DIRECTIONS:
Restate every record exactly, with nothing skipped.

------ TASK DATA

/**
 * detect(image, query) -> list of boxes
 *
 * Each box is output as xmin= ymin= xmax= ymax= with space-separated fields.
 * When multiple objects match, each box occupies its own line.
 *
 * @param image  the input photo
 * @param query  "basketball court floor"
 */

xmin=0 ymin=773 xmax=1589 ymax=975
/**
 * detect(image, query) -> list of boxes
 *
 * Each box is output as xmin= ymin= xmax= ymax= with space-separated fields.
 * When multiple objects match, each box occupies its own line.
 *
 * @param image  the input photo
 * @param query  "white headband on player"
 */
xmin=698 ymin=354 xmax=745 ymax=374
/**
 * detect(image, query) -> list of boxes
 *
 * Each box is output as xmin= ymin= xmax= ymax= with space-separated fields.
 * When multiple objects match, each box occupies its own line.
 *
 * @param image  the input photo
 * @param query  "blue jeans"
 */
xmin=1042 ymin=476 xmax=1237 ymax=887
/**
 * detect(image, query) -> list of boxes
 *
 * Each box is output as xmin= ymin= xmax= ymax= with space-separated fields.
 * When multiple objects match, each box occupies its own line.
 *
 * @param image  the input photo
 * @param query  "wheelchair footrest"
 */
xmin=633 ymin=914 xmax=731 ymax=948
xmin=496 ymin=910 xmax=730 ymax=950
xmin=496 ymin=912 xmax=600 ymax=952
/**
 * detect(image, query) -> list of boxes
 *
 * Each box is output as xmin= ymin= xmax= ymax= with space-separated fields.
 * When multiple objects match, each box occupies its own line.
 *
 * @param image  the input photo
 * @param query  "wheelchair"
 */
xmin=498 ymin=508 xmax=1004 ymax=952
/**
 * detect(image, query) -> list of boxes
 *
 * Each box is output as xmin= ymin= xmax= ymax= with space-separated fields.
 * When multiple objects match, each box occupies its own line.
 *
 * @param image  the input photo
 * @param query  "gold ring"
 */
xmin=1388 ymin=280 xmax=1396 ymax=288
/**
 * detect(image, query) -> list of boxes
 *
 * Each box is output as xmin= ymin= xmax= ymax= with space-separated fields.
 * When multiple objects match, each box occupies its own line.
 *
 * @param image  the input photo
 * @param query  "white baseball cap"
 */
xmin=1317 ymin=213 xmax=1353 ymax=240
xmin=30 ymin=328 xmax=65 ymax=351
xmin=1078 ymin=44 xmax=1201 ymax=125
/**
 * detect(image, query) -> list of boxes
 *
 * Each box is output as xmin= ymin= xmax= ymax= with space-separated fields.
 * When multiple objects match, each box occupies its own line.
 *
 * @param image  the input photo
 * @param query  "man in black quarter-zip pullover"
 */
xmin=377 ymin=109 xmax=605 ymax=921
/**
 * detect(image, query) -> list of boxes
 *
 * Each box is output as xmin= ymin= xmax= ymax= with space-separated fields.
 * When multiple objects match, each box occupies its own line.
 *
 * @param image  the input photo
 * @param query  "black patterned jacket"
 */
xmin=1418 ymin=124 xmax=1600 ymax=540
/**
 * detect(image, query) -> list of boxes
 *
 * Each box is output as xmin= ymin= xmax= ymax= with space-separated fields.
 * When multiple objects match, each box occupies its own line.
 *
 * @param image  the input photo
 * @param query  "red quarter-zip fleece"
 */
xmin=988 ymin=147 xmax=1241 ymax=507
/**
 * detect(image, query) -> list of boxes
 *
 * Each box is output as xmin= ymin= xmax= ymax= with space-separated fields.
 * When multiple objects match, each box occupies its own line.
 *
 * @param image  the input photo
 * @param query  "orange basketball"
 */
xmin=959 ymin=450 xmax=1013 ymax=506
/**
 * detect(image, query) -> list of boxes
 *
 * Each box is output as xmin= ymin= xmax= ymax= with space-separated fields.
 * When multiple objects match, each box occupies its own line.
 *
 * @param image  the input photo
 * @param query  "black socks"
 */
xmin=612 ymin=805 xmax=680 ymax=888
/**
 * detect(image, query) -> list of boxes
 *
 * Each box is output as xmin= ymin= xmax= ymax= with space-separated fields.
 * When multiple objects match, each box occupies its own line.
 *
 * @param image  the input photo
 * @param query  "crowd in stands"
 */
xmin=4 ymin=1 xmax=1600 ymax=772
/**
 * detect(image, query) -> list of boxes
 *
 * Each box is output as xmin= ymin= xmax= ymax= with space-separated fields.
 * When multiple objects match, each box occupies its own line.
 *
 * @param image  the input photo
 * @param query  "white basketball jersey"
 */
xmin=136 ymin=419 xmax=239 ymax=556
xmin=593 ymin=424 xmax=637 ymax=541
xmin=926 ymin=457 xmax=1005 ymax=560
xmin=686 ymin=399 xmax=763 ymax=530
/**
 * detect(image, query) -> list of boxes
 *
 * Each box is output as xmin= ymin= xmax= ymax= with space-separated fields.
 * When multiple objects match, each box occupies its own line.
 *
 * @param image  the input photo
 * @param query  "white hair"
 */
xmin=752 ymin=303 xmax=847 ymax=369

------------

WRITTEN RESPONSE:
/**
 * detect(image, query) -> list of boxes
 *
 * Each box is output as xmin= ymin= xmax= ymax= with space-separated fields.
 * When multiple objects match, each box occupies its own line.
 *
 * @param image  the input photo
 * @param query  "basketball court floor"
 */

xmin=0 ymin=773 xmax=1589 ymax=975
/**
 * detect(image, query) -> list of boxes
 *
 * Each box is output as xmin= ymin= xmax= ymax= with space-separated fields.
 * When multiple objects match, each box occupies its own line.
 *
 * @param image  the input photo
 * @param query  "white headband on player"
 */
xmin=698 ymin=354 xmax=745 ymax=374
/**
 * detect(image, query) -> list of boxes
 *
 * Each box is output as xmin= ymin= xmax= ymax= with space-separated fields.
 * When multiple objects match, each box occupies its own line.
 *
 * @param image  the input photo
 * @param query  "blue jeans"
 */
xmin=1042 ymin=476 xmax=1237 ymax=887
/**
 * detect(image, query) -> list of boxes
 *
 * Each box is output as xmin= ymin= xmax= ymax= with space-separated fields.
 * When multiple objects match, each box occupies its own line.
 *
 * @param image  the input photo
 * @param query  "wheelchair footrest"
 */
xmin=633 ymin=914 xmax=731 ymax=948
xmin=496 ymin=910 xmax=730 ymax=950
xmin=496 ymin=912 xmax=600 ymax=952
/**
 * detect(image, query) -> list of boxes
 *
 * Each box is output as xmin= ymin= xmax= ymax= with space-separated fields.
 * When multiple objects match, each box occupies its own line.
 *
 * @param image  the input photo
 * @param query  "wheelchair"
 */
xmin=498 ymin=508 xmax=1004 ymax=952
/**
 * detect(image, query) -> list of boxes
 *
 * Each box is output as xmin= ymin= xmax= ymax= with space-separated fields.
 * When multiple objects match, each box occupies its own line.
 *
 * @param image  the input photo
 * @param query  "gold ring"
 */
xmin=1388 ymin=280 xmax=1396 ymax=288
/**
 * detect(image, query) -> list of boxes
 *
 * Each box is output as xmin= ymin= xmax= ymax= with space-separated fields.
 * When multiple objects match, each box occupies its own line.
 *
 * @param image  the input photo
 * @param query  "white baseball cap"
 */
xmin=1317 ymin=213 xmax=1353 ymax=240
xmin=30 ymin=328 xmax=65 ymax=351
xmin=1078 ymin=44 xmax=1201 ymax=125
/**
 * detect(image, query) -> list of boxes
 *
 * Each box is output as xmin= ymin= xmax= ymax= with space-separated fields.
 * When multiple objects match, each box occupies its own line.
 *
 * @param image  the input photo
 * @param query  "man in black quarter-zip pullover"
 */
xmin=377 ymin=109 xmax=605 ymax=921
/**
 * detect(image, query) -> list of boxes
 *
 * Each box is output as xmin= ymin= xmax= ymax= with space-separated fields.
 * When multiple objects match, each box occupies its own line.
 *
 * @param image  the input photo
 * @param query  "black patterned jacket"
 */
xmin=1418 ymin=124 xmax=1600 ymax=540
/**
 * detect(image, query) -> list of boxes
 *
 * Each box is output as xmin= ymin= xmax= ymax= with space-separated fields.
 * When multiple objects match, each box occupies its own line.
 *
 * @param image  the input photo
 * @param query  "red quarter-zip fleece"
 */
xmin=988 ymin=147 xmax=1241 ymax=507
/**
 * detect(image, query) -> list of boxes
 *
 * Each box is output as xmin= ymin= xmax= ymax= with space-separated fields.
 * When multiple objects match, each box occupies its own line.
 *
 * @param image  the input photo
 * @param query  "orange basketball"
 */
xmin=959 ymin=450 xmax=1013 ymax=506
/**
 * detect(image, query) -> list of boxes
 *
 * Each box is output as xmin= ymin= xmax= ymax= with space-separated fields.
 * When multiple objects match, each box occupies its own line.
 *
 * @param image  the input photo
 * @param query  "black socks"
 */
xmin=612 ymin=805 xmax=680 ymax=888
/**
 * detect(image, query) -> list of boxes
 *
 * Each box is output as xmin= ymin= xmax= ymax= with space-separated fields.
 * When multiple objects match, each box occupies its own line.
 *
 * @param image  the input photo
 * @param query  "crowd in stands"
 */
xmin=4 ymin=1 xmax=1600 ymax=772
/**
 * detect(image, query) -> list of boxes
 *
 * Each box is output as xmin= ymin= xmax= ymax= with space-separated fields.
 * When multiple objects match, each box occupies its own line.
 *
 * @param image  the input photo
 * @param query  "white basketball jersey"
 */
xmin=136 ymin=419 xmax=239 ymax=556
xmin=593 ymin=424 xmax=637 ymax=541
xmin=926 ymin=457 xmax=1005 ymax=560
xmin=686 ymin=399 xmax=763 ymax=530
/**
 * detect(image, query) -> list of boxes
 *
 * Each box is output as xmin= ymin= xmax= ymax= with space-separated fields.
 * When multiple objects match, each box occupies its own line.
 *
 * @param image  the input photo
 * @param query  "white hair"
 */
xmin=752 ymin=303 xmax=847 ymax=369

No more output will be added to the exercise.